## SHORT TASK:
Reproduce the lines starting with the line that contains "[locate] the cloud in" and going on through the end of the records, requests included. Scale every coordinate in the answers by 2.2, rounding each result to a whole number with halves going up.

## Collected data entries:
* BEGIN *

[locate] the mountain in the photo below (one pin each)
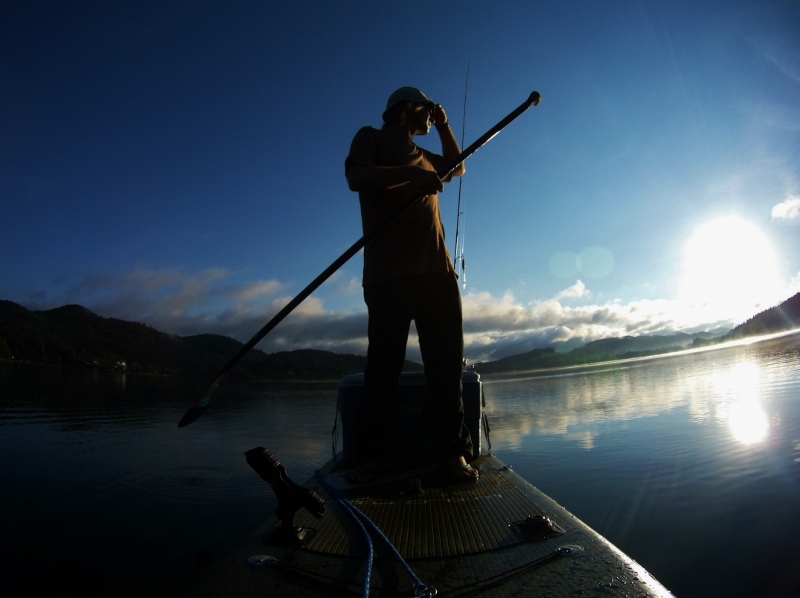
(76, 337)
(785, 316)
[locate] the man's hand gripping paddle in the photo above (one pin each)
(205, 399)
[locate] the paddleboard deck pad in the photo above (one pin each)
(497, 536)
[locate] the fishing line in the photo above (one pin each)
(458, 251)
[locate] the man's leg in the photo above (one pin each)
(441, 337)
(389, 323)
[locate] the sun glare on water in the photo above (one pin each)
(730, 267)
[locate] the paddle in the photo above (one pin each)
(205, 399)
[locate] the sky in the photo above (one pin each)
(181, 163)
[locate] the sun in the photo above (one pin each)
(730, 268)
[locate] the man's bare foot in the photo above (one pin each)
(459, 470)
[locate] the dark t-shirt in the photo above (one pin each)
(412, 243)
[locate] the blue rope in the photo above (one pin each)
(347, 507)
(420, 589)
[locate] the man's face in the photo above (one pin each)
(420, 118)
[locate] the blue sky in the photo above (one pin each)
(180, 163)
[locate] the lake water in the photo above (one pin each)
(689, 463)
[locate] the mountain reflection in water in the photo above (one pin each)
(690, 463)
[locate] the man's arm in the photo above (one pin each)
(450, 148)
(375, 178)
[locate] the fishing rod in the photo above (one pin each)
(458, 254)
(204, 400)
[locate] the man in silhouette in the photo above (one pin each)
(408, 275)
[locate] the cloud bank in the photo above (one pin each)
(211, 301)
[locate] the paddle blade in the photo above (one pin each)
(200, 405)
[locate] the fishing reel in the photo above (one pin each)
(291, 498)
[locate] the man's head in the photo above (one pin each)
(401, 101)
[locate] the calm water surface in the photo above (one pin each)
(688, 463)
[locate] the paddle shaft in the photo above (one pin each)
(202, 403)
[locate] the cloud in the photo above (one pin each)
(212, 301)
(576, 290)
(789, 209)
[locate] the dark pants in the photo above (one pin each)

* END *

## OUTPUT OF THE TASK:
[locate] the cloud in the photo above (one pin each)
(466, 662)
(1267, 638)
(1736, 460)
[locate] the dark pants in the photo above (one pin each)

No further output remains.